#### YOUR GOAL
Within the lines below, find those that hold the string "rough" and copy each one.

Source records
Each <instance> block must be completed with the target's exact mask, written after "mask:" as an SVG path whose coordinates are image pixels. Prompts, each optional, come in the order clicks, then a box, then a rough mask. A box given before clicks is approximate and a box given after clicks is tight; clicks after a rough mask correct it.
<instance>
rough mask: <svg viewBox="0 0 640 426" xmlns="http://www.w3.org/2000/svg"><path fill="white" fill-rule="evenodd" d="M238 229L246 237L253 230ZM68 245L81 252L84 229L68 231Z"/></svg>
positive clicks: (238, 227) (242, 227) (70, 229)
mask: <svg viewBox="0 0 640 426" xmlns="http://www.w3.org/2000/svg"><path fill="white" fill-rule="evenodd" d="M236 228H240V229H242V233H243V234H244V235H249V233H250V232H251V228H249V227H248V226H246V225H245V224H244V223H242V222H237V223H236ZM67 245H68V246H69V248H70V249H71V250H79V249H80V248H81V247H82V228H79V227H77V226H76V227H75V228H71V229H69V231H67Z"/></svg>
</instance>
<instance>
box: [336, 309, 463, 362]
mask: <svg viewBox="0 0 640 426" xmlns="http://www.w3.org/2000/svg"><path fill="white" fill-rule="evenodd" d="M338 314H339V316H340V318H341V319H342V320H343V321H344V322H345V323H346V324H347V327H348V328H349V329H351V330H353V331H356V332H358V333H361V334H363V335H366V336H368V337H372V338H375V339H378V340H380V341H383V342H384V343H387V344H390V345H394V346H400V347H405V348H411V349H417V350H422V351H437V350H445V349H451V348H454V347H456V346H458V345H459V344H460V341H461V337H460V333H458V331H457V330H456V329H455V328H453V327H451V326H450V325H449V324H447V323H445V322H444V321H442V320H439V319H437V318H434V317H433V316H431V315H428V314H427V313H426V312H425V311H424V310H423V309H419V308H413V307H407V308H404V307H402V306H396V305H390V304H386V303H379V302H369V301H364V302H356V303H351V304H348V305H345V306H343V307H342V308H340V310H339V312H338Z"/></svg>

#### RESULT OF THE EXERCISE
Each <instance> block must be completed with the target's exact mask, written after "mask:" as an SVG path whose coordinates are image pixels. Prompts, each optional, come in the order clicks, then a box, then a rough mask. A box given before clicks is approximate and a box given after clicks is tight; clicks after a rough mask correct it.
rough mask: <svg viewBox="0 0 640 426" xmlns="http://www.w3.org/2000/svg"><path fill="white" fill-rule="evenodd" d="M238 229L246 237L253 230ZM68 245L81 252L84 229L68 231Z"/></svg>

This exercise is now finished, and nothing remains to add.